— BEGIN Dataset excerpts —
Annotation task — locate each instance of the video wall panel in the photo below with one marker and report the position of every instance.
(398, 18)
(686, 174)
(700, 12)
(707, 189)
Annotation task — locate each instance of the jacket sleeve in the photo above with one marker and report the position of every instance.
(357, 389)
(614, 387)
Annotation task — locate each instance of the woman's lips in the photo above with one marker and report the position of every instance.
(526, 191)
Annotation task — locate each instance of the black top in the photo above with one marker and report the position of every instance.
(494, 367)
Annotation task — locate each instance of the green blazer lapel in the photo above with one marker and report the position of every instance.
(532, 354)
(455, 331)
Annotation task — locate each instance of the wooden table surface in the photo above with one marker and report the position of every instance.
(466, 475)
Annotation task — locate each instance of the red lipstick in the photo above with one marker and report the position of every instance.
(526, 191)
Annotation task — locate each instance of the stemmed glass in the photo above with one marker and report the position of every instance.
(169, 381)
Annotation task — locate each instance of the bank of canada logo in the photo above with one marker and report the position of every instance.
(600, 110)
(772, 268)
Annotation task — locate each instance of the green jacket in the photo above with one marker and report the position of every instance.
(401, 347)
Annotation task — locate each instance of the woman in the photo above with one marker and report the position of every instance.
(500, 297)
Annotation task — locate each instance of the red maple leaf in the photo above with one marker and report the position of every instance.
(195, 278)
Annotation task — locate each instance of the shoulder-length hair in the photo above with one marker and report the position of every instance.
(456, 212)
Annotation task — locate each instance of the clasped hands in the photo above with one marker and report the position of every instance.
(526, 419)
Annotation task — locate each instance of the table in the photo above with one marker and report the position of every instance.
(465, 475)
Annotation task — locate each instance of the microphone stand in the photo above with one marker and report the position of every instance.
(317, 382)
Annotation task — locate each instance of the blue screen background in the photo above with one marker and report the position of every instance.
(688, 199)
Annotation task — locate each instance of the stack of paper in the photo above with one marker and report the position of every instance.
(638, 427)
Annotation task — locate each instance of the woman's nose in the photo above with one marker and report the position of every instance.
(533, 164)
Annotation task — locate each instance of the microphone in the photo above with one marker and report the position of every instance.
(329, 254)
— END Dataset excerpts —
— BEGIN Dataset excerpts —
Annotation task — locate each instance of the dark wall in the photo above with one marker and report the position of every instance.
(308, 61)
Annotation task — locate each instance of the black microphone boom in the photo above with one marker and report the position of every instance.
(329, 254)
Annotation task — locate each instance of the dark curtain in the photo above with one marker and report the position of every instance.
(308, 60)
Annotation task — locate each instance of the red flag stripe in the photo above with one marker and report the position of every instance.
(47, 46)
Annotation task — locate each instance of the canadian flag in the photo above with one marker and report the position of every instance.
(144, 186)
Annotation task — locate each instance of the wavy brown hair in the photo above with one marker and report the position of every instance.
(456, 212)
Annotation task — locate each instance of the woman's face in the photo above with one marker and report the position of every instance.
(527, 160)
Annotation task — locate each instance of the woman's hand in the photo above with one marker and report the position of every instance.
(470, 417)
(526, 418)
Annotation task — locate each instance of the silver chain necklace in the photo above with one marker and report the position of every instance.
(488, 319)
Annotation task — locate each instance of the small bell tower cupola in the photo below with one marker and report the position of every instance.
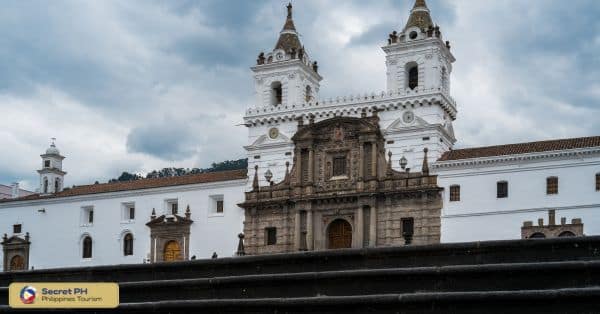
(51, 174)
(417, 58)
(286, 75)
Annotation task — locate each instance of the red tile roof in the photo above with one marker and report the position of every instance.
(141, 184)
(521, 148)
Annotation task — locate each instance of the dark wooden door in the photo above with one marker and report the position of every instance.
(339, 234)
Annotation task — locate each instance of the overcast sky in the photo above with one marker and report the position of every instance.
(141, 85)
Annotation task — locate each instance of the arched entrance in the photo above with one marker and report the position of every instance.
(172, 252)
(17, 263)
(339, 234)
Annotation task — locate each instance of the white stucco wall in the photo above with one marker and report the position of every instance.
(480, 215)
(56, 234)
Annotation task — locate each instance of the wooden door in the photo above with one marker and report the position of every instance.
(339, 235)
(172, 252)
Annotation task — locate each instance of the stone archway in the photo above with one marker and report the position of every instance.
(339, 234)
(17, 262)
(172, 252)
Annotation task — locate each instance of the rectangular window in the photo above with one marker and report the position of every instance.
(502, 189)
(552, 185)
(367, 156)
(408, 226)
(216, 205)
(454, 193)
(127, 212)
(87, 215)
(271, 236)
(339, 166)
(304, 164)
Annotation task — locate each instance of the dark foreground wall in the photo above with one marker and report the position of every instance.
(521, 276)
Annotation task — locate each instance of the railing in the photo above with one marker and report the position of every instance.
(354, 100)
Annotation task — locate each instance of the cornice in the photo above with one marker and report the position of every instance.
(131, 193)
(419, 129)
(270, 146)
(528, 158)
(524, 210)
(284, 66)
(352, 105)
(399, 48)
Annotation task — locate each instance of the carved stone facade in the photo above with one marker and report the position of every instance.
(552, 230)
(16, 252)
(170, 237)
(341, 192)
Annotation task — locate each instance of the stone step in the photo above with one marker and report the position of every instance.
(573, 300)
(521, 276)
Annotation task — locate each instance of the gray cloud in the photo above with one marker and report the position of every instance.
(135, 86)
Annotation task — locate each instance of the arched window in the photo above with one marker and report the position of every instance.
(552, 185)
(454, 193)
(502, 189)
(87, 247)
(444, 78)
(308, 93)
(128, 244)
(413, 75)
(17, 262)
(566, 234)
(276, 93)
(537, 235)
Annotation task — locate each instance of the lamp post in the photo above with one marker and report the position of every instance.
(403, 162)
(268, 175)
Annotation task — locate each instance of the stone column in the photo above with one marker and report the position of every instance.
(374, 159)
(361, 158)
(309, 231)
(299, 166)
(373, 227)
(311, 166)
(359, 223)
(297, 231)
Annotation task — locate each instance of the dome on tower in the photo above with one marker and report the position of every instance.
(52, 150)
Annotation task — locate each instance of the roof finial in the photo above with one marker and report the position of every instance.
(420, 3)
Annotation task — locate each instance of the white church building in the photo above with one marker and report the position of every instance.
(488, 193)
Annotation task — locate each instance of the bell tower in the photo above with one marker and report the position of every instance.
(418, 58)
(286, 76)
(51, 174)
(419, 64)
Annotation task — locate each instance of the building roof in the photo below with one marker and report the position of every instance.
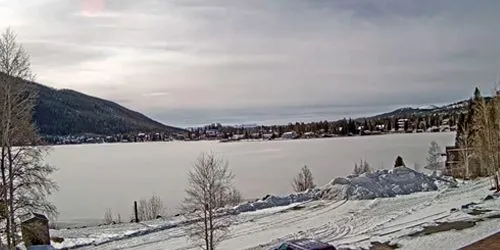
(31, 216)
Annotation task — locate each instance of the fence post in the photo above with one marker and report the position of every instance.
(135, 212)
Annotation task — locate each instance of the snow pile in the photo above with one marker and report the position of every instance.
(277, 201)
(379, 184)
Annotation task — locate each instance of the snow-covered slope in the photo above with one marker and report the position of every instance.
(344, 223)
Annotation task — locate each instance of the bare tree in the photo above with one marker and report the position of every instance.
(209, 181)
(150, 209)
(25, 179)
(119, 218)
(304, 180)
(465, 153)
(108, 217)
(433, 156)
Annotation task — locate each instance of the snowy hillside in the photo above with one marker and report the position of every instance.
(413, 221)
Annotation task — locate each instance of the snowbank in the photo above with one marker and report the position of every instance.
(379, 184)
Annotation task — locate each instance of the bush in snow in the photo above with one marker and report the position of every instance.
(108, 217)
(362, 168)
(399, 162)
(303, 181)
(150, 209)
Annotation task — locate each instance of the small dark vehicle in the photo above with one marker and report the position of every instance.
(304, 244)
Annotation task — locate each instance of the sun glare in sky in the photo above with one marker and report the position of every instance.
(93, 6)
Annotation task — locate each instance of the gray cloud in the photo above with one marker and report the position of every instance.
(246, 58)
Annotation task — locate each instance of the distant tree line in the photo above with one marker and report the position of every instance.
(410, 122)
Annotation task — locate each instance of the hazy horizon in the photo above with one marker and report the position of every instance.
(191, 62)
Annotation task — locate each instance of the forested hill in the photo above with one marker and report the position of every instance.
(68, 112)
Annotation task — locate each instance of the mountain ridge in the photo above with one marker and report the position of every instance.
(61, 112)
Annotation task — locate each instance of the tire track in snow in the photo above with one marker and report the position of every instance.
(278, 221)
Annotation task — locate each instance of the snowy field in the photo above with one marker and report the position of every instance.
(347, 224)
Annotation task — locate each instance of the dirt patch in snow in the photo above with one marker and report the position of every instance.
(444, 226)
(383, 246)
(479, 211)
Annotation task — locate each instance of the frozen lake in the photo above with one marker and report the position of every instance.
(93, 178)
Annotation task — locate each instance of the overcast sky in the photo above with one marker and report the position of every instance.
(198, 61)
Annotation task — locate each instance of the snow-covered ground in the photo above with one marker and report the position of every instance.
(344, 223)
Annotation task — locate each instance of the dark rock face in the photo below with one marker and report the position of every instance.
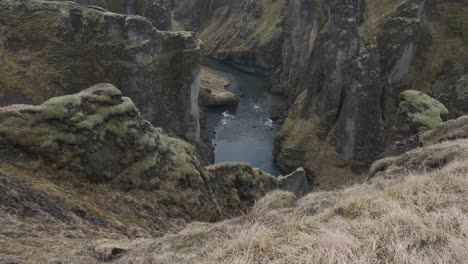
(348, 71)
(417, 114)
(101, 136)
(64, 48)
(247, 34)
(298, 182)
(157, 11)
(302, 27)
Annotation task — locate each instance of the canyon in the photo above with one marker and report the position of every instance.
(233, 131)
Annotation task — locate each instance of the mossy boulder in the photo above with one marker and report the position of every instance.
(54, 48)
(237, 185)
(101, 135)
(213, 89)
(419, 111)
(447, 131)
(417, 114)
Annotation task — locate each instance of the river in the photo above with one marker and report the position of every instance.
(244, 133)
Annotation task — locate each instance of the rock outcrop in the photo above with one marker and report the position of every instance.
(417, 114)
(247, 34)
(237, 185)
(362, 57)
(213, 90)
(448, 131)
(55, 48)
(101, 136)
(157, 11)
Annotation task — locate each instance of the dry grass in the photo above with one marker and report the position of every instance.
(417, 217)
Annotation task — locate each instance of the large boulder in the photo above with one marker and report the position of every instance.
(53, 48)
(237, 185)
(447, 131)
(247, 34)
— END Dataset excerpts —
— BEGIN Dataset excerpts —
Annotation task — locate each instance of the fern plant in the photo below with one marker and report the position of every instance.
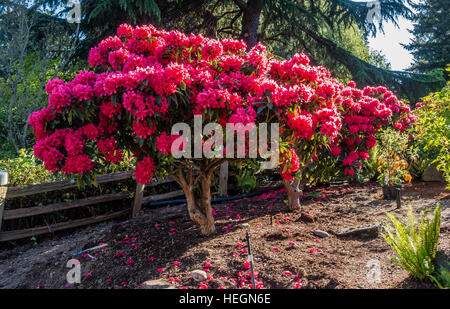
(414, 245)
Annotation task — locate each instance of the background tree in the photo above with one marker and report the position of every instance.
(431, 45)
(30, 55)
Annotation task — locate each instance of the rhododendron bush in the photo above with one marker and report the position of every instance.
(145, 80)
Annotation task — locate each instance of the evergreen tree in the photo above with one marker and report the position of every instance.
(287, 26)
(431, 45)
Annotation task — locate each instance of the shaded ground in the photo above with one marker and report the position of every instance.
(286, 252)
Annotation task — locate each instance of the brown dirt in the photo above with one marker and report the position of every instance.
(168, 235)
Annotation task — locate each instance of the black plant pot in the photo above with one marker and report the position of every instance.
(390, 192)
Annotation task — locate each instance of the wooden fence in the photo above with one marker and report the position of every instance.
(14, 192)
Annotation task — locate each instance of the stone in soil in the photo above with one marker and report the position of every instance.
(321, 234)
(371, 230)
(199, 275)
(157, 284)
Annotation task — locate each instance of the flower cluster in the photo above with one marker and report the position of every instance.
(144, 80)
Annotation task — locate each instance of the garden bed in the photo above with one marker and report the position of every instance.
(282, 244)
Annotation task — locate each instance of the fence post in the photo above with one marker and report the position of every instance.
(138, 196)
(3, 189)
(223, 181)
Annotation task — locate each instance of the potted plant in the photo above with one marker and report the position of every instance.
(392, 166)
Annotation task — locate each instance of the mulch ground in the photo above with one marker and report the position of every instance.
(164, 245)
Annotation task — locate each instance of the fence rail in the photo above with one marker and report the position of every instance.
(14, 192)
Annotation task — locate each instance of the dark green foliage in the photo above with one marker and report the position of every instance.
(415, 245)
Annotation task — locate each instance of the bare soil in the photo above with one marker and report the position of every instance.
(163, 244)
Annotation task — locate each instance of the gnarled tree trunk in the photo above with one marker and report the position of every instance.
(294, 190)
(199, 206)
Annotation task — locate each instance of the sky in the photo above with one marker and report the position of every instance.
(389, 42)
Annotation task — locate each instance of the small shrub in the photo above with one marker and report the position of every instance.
— END Dataset excerpts —
**Instruction**:
Can you rewrite everything from the line containing "Annotation task — locate each instance of the gnarled" down to the line containing "Annotation task — locate each instance of the small shrub" with "marker" replaced by "pin" and nothing else altered?

**Exercise solution**:
Annotation task — locate each instance of the gnarled tree trunk in the photo above with one pin and report the position of every instance.
(294, 190)
(199, 206)
Annotation task — locate each instance of the sky in the photo above with one pin and report the position of every instance.
(389, 42)
Annotation task — locate each instance of the small shrub in the photo above with one pin and report the position of every instance.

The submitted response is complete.